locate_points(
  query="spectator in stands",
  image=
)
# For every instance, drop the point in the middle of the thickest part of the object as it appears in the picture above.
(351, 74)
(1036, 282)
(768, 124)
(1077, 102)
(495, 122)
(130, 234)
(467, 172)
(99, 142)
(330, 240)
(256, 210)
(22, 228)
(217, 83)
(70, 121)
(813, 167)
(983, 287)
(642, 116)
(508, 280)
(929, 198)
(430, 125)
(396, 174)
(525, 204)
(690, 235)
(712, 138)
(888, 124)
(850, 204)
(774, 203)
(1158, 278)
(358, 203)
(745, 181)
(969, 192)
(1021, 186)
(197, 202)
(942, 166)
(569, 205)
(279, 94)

Instructions for the task: Each record must be duplicated exactly, with none missing.

Task output:
locate_points(
  query="spectator in stands",
  image=
)
# For every instance, drop the point in the middle of the thickest part of the object as it appears in the picture above.
(351, 74)
(1036, 282)
(768, 124)
(1077, 102)
(495, 122)
(130, 234)
(467, 172)
(99, 142)
(330, 240)
(256, 210)
(22, 228)
(217, 83)
(70, 121)
(813, 167)
(983, 287)
(642, 116)
(508, 280)
(929, 198)
(430, 125)
(396, 174)
(525, 204)
(690, 235)
(712, 138)
(888, 124)
(850, 204)
(774, 203)
(1158, 278)
(358, 203)
(745, 181)
(969, 192)
(1021, 186)
(197, 202)
(942, 166)
(569, 205)
(279, 94)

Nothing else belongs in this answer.